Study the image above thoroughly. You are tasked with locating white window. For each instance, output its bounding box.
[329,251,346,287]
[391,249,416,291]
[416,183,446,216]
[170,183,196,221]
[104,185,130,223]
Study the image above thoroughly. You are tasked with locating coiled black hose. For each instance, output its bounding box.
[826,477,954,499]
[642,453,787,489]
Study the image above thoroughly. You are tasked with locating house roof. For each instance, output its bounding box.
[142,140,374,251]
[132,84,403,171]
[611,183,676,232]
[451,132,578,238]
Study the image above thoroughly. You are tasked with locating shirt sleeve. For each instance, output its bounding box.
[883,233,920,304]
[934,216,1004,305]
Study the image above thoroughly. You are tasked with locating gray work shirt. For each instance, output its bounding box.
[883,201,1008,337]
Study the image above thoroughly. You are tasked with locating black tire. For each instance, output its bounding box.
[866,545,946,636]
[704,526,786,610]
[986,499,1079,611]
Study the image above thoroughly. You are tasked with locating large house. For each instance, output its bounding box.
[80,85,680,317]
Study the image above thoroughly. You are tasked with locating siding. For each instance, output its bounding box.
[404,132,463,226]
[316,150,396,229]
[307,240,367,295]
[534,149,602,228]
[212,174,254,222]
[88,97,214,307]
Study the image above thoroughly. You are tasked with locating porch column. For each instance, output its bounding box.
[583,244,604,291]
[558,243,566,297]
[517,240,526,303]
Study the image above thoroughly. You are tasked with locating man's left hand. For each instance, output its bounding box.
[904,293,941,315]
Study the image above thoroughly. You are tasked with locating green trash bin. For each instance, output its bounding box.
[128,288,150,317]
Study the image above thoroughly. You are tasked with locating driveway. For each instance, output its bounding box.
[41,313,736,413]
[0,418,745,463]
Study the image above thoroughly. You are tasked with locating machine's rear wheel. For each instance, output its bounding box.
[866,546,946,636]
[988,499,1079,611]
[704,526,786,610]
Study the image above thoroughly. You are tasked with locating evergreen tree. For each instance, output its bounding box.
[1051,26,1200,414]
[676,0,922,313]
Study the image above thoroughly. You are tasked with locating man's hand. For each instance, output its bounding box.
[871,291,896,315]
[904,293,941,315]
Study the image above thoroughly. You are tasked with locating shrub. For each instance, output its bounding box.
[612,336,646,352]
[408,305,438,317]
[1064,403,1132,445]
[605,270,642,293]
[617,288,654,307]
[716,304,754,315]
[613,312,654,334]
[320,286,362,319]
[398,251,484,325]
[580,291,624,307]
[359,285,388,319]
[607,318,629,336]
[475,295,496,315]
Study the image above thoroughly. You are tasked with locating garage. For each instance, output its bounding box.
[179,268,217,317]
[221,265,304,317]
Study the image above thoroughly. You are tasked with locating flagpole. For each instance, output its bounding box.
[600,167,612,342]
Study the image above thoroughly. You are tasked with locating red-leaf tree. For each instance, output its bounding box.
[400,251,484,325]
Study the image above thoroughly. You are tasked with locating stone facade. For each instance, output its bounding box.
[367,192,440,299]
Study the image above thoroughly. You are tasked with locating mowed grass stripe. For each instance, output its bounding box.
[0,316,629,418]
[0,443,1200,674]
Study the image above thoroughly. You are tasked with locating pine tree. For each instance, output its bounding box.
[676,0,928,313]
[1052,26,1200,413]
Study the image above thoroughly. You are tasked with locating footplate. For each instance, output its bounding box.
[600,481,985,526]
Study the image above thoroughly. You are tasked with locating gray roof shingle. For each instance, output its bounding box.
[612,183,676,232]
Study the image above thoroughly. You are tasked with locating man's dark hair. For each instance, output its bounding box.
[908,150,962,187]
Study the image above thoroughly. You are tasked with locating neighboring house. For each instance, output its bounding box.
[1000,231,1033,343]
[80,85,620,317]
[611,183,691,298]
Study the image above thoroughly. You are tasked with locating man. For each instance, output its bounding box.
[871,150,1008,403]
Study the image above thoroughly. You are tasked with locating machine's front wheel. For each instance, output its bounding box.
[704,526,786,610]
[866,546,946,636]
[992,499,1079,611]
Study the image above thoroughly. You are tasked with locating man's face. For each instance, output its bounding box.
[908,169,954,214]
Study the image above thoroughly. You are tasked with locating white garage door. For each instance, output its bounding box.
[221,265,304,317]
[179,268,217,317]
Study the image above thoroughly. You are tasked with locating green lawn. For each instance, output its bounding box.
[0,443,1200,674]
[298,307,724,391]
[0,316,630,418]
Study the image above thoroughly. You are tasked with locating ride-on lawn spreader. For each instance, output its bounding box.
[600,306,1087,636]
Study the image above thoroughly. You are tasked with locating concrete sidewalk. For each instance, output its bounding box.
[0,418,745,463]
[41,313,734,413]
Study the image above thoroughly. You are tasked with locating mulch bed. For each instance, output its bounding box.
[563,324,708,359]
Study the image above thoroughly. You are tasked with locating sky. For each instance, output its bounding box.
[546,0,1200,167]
################
* **Goal**:
Copy every line of the material above verbatim.

* **Final result**:
Study the image above thoroughly. You are tasked with locating white window. For each instance, output its bounding box.
[329,251,346,287]
[391,249,416,291]
[416,183,446,216]
[170,183,196,221]
[104,185,130,223]
Study the image above thoroughly. You are tasked with locating coiled black hose. For each instance, output its bounding box.
[826,477,954,499]
[642,453,787,489]
Study the image above thoroughly. You are tasked with locating house roof. For each instance, output its bounding box.
[142,140,374,251]
[132,84,403,171]
[611,183,676,232]
[451,132,578,238]
Study the image above thoroughly. You are tasked with locating shirt sleeve. For each instance, output its bounding box.
[883,233,920,304]
[934,216,1004,305]
Study the image above thoroughly. You are tasked with locating gray work shirt. For each instance, output its bounding box.
[883,201,1008,337]
Study the image above thoroughly. You are tasked with locating black tire. For each instance, output its bounding box.
[866,545,946,636]
[704,526,786,610]
[986,499,1079,611]
Study the image above thoroughly. You are tasked with locating large house. For each instance, output its bounding box.
[80,85,680,317]
Study the image above thoroughly. You are tasked with locating siding. For each instance, output its bounding box.
[404,132,463,226]
[316,150,396,229]
[307,240,367,295]
[534,149,602,228]
[212,174,254,222]
[88,97,214,307]
Study the image above thoroughly. You are tasked with locating porch column. For each instance, output its bounding box.
[583,244,604,291]
[558,243,566,297]
[517,240,526,303]
Study the image above thoroughly. You are tasked with locating man's left hand. For each instance, output its bounding box.
[904,293,941,315]
Study the image above thoroughly. You are tasked with locating green trash bin. For each instance, output its bounding box.
[128,288,150,317]
Study the image above thoroughly. You are tasked with locating driveway. For each instance, output its bounding box.
[41,313,736,413]
[0,418,745,463]
Study the image above thoroughly. You are tasked with locating machine's rear wheel. For each instance, output its bounding box.
[866,546,946,636]
[988,499,1079,611]
[704,526,786,610]
Study the image above thoroughly. You are tasked with locating evergreen tree. For each instance, output its bounding box.
[1051,26,1200,414]
[676,0,922,313]
Study the image above thoroughly. You are tasked with locating man's hand. For each instance, output its bounding box.
[871,291,896,315]
[904,293,941,315]
Study the image above thoroughly. You are tasked with locating shrub. For each instance, output its bounding box.
[612,336,646,352]
[408,305,438,317]
[1064,403,1132,445]
[605,270,642,293]
[617,288,654,307]
[716,304,754,315]
[613,312,654,334]
[320,286,362,319]
[398,251,484,325]
[580,291,624,307]
[359,285,388,319]
[607,318,629,336]
[475,295,496,315]
Study the image above thoroughly. You are tasked with locating garage. For each instance, output its bounding box.
[179,268,217,317]
[221,265,304,317]
Study the image above thoroughly. You are tasked with locating flagpole. For each instance, output its bounding box.
[600,167,612,342]
Study the image above thoroughly. You are tasked with locating red-leaf tree. For each instance, output its bounding box.
[400,251,484,325]
Study the image above thoroughly. You are tasked with locating stone facade. For each instance, output its bounding box.
[367,192,440,299]
Study the image above thoroughly. You are tasked with locating mowed grass stripe. For each instance, output its bounding box.
[0,316,629,418]
[0,443,1200,674]
Study the image above thoroughly. You are tasked with locating pine tree. For each instance, output its bounding box.
[676,0,928,313]
[1052,26,1200,413]
Study the image above thoroughly. You are tasked with locating footplate. For each instance, output its bounding box.
[600,481,985,526]
Study the image above thoroughly. You are tasked with locating gray roof shingle. For each instance, output its bounding box.
[612,183,676,232]
Study the image above thoroughly. You are tasked with locating man's dark hair. For each instance, output its bounding box.
[908,150,962,187]
Study the image above thoroughly. You are tasked with locating neighboring house. For each instance, output its bounding box.
[1000,231,1033,343]
[80,85,620,317]
[611,183,691,298]
Study the image above thoroughly. You are tasked with locating man. For each instance, output its bounding box.
[871,150,1008,403]
Study the image above thoroughly. You are tasked with locating machine's front wheel. For each instance, output its bounding box.
[704,526,786,610]
[866,546,946,636]
[992,499,1079,611]
Study the image above thoroughly. You are tasked with locating man's face. For each instance, output its bounding box.
[908,169,954,214]
Study the image above thoroughly. You are tasked with locating white garage door. For each instance, output its bounding box.
[221,265,304,317]
[179,268,217,317]
Study the image above thoroughly. You are tasked with locating green lawn. For each instance, output its bounding box.
[0,443,1200,674]
[298,307,724,391]
[0,316,630,418]
Study the image above thoroughly. You are tasked with locating ride-on lawn spreader. For each instance, output its bounding box.
[600,306,1087,636]
Study the image above thoroughly. You are tasked with locating concrete sidewalk. For each instance, output its bounding box.
[0,418,745,463]
[41,313,734,413]
Study the image above thoroughly. You are tasked with locating mulch bed. For each instance, output its bounding box.
[563,324,708,359]
Study the image above thoroughly. You are tasked with locating sky. For each instance, output its bounding box.
[546,0,1200,167]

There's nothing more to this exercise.